**** Fragmento
Corresponde al periodista, guiado por su sensibilidad y experiencia, percibir cuándo una persona migrada no está cómoda dando una entrevista. También le corresponde analizar cómo esa entrevista podría afectarle, e informarle sobre ello. Decidir por el otro sería paternalismo, pero no dar la información suficiente para que el otro interprete el contexto en el que se produce una entrevista es cobarde y ventajista.
Todo se reduce a lo más esencial, lo más difícil: reportear.
El medio sonoro nos ofrece enormes y hermosas posibilidades. Radio Ambulante es un buen ejemplo de cómo explotar la intimidad de la radio para contar las migraciones, uno de sus temas más tratados. Fabrican de forma artesanal piezas narrativas que entran en historias de migración con sensibilidad y con un nivel de detalle asombroso. En estos pódcasts no tenemos la búsqueda del impacto que puede reinar en otros géneros, se necesita paciencia, y todo acaba llegando. También hay esa paradoja tan comentada: la voz es algo tan íntimo que nos parece estar más cerca de las personas que escuchamos que de las que vemos.
********
**** Registros mostrados
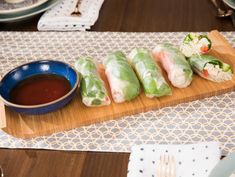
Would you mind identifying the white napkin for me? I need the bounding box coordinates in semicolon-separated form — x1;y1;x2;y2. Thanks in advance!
38;0;104;31
127;142;221;177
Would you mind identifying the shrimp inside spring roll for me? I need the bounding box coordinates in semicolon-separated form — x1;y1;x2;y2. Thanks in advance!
189;55;233;82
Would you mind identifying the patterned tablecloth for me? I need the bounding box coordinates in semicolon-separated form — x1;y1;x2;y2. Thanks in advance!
0;32;235;153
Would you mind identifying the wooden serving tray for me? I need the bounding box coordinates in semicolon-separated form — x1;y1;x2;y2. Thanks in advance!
3;31;235;138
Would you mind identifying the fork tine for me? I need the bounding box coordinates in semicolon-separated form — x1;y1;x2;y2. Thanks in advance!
157;155;176;177
170;156;176;177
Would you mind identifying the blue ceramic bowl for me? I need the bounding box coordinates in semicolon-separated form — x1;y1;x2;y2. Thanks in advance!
0;60;80;115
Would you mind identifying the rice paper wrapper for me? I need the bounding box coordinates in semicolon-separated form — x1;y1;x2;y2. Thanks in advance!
189;55;233;82
75;58;111;106
103;51;140;103
153;43;193;88
128;48;171;98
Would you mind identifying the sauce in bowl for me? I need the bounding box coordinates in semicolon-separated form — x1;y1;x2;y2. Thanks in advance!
10;74;71;105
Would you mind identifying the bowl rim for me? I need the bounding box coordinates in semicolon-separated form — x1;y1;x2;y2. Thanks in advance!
0;60;80;108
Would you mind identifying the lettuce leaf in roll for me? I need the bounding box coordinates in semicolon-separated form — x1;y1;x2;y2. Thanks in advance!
153;43;193;88
75;57;110;106
128;48;171;98
189;55;233;82
103;51;140;103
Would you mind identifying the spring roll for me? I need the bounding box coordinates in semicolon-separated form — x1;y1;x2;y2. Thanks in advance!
180;33;212;57
153;43;193;88
103;51;140;103
189;55;233;82
75;57;110;106
128;48;171;98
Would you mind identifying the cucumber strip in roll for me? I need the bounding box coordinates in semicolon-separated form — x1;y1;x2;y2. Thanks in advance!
189;55;233;82
153;43;193;88
180;33;212;57
75;57;110;106
128;48;171;98
103;51;140;103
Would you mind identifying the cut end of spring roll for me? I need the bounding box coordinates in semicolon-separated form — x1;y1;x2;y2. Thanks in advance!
75;57;111;106
189;55;233;82
128;48;171;98
180;33;212;57
103;51;140;103
153;43;193;88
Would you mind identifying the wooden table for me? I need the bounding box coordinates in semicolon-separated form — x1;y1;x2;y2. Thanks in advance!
0;0;235;177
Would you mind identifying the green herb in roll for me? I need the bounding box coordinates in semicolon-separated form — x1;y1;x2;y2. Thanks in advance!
128;48;171;98
75;57;110;106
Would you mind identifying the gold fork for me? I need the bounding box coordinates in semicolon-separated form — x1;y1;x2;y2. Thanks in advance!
157;154;176;177
71;0;81;16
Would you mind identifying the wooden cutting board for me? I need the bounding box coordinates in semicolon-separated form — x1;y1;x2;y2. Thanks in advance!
3;31;235;138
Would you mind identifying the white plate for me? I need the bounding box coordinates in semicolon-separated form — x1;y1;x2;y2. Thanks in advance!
223;0;235;9
0;0;61;22
0;0;48;14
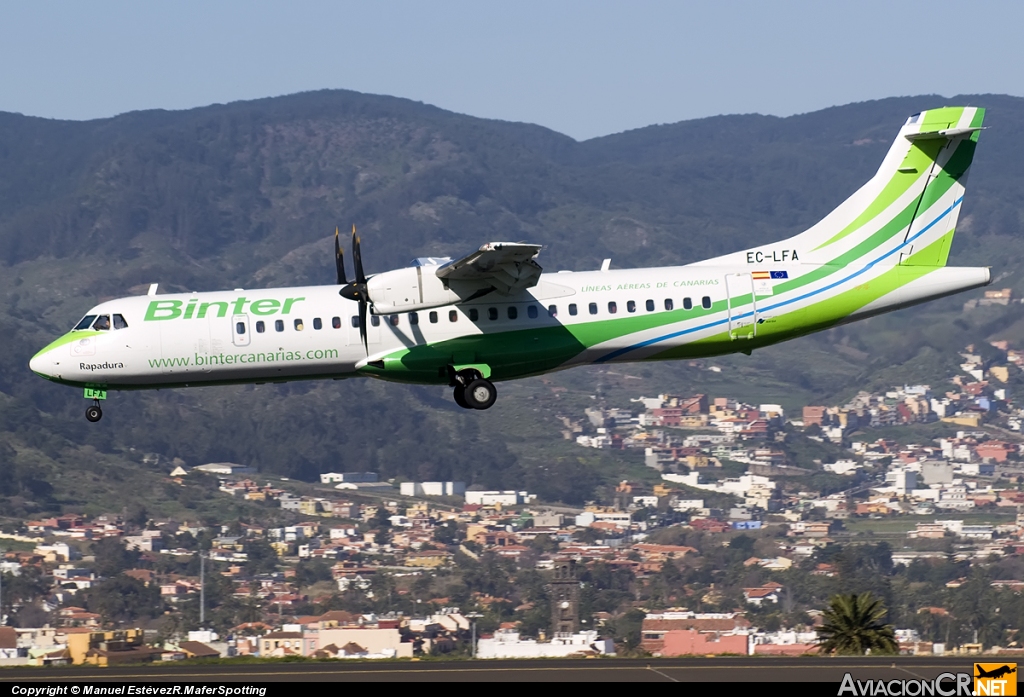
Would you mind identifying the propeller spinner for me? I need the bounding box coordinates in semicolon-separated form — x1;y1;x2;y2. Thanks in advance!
334;224;370;353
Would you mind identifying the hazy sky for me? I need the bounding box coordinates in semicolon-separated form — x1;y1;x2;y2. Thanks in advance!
0;0;1024;139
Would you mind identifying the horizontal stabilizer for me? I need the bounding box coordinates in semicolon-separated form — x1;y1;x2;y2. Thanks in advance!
903;126;984;141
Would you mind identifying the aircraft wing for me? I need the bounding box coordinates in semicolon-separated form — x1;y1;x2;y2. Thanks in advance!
436;242;542;295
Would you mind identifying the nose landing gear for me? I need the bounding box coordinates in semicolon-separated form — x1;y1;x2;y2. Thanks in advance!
85;387;106;424
85;399;103;424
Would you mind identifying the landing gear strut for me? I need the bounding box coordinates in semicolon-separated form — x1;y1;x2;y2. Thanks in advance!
452;371;498;410
85;399;103;424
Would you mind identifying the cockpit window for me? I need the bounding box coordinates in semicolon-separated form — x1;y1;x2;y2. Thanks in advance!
72;314;96;332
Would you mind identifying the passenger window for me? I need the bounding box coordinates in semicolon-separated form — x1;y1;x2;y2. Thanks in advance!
72;314;96;332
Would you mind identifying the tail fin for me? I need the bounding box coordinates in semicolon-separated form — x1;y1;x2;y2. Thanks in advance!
697;106;985;266
793;106;985;266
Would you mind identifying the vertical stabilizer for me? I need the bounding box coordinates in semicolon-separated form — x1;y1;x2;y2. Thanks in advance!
700;106;985;266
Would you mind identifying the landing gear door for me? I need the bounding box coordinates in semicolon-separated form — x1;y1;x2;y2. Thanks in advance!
231;314;252;346
725;273;758;340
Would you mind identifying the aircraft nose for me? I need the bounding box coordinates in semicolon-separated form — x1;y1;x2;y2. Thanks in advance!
29;349;52;377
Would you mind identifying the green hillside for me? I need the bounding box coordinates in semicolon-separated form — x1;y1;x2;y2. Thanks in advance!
0;91;1024;509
********
→ Qué hacer
1) Resume en dos oraciones el fragmento sobre periodismo y migración.
2) Convierte en una lista el párrafo del fragmento sobre periodismo y migración que empieza con "El medio sonoro nos ofrece", conservando sus datos principales.
3) Prolonga el fragmento sobre periodismo y migración a partir de su última oración.

→ Tus respuestas
1) Al periodista le corresponde percibir si una persona migrada está incómoda en una entrevista, analizar cómo podría afectarle e informarle de ello, sin decidir por ella pero sin ocultarle el contexto. El medio sonoro, del que Radio Ambulante es un buen ejemplo con sus piezas narrativas sobre migración, permite contar estas historias con sensibilidad y paciencia, y la intimidad de la voz nos hace sentir cerca de quienes escuchamos.

2)
- El medio sonoro ofrece enormes y hermosas posibilidades.
- Radio Ambulante aprovecha la intimidad de la radio para contar las migraciones, uno de sus temas más tratados.
- Elabora de forma artesanal piezas narrativas con sensibilidad y un nivel de detalle asombroso.
- En estos pódcasts no se busca el impacto; se necesita paciencia.
- La voz es tan íntima que parece acercarnos más a quienes escuchamos que a quienes vemos.

3)
Para no entrar en guerra de formatos, busquemos algunos híbridos. Me sorprende, por ejemplo, que el recurso de usar una imagen con audio incorporado no se utilice más. Supongo que esto se debe a que se prefiere directamente optar por el video. Pero con esta combinación retenemos el poder único de la fotografía, que captura ese instante decisivo —o lo que pretende que sea el instante decisivo— y la intimidad de la voz, casi nos damos cuenta, en ese momento, de que esa persona es real.
(Me resisto a escribir sobre migraciones y sonido sin referirme al periodista Nicolás Castellano de la Cadena SER: síganle).
10. El periodista es un ladrón de historias
Nos lo deberíamos tatuar en la piel: los periodistas somos ladrones de historias. Ser conscientes de ello nos invita a reflexionar sobre lo que hacemos. De ese espacio puede nacer, si tenemos suerte, el tan cacareado respeto, que a menudo tan solo es una palabra manoseada y empleada con el objetivo de redimirnos. El periodismo que se hace en la ruta hacia Estados Unidos, en el mar Mediterráneo o en un campo de refugiados en Jordania es imprescindible, pero también es necesario recordar que en esos escenarios el periodista actúa como un extractor de historias.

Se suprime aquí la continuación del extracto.